:: Written exercise 1 ::
In the passage about Johnny Golden below, which club did he go to after his year in Paterson?
:: Written exercise 2 ::
Summarize the passage about Johnny Golden below in two sentences.
-- Source passage start --
Johnny Golden (April 2, 1896 – January 27, 1936) was an American professional golfer.

Career
Born in Tuxedo, New York, Golden won nine times on the PGA Tour in the 1920s and 1930s. He played on the first two Ryder Cup teams in 1927 and 1929, compiling a perfect 3-0-0 record, with an 8 & 7 rout of Herbert Jolly in singles in 1927 at Worcester Country Club. His two other Ryder Cup match wins came with Walter Hagen as his teammate, winning foursomes in 1927 and in 1929, at Moortown Golf Club near Leeds, England.

Golden turned professional in 1915 and was an assistant pro and later head pro at the Tuxedo Club until 1929 when he took the head job at North Jersey Country Club in Paterson, New Jersey. During his time at the Tuxedo Club, he was a three-time semifinalist in the PGA Championship. In 1922, he lost to Emmet French. In 1926, he dropped a semifinal match to Leo Diegel, and the following year he lost in the semis to Joe Turnesa. Golden remained in Paterson for just a year, leaving for the head professional job at Wee Burn Country Club near Darien, Connecticut. While serving as the pro at Wee Burn, Golden won four consecutive Connecticut Open titles (1932–35), with the 1932, 1933 and 1935 events part of the official PGA schedule. His most lucrative win came in 1931, at the Agua Caliente Open in Mexico. Golden finished regulation tied with George Von Elm at 293. The duo agreed prior to the playoff to split first- and second-prize money, a common practice, with each player pocketing $6,750. Golden went on to win the playoff. Without the agreement, he would have won $10,000.
-- Source passage end --
-- Data excerpt start --
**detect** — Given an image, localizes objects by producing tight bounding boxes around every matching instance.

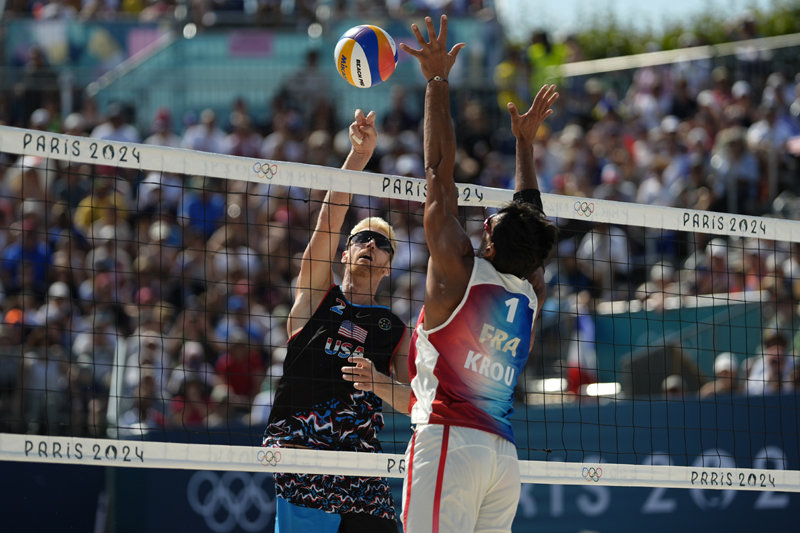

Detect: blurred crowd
-- Data excerpt end --
:: Correct result 1 ::
Wee Burn Country Club near Darien, Connecticut.

:: Correct result 2 ::
Johnny Golden (1896–1936) was an American professional golfer born in Tuxedo, New York, who won nine times on the PGA Tour in the 1920s and 1930s and compiled a perfect 3-0-0 record on the first two Ryder Cup teams. He served as a club professional at the Tuxedo Club, North Jersey Country Club and Wee Burn Country Club, won four consecutive Connecticut Open titles, and earned his most lucrative win at the 1931 Agua Caliente Open by beating George Von Elm in a playoff.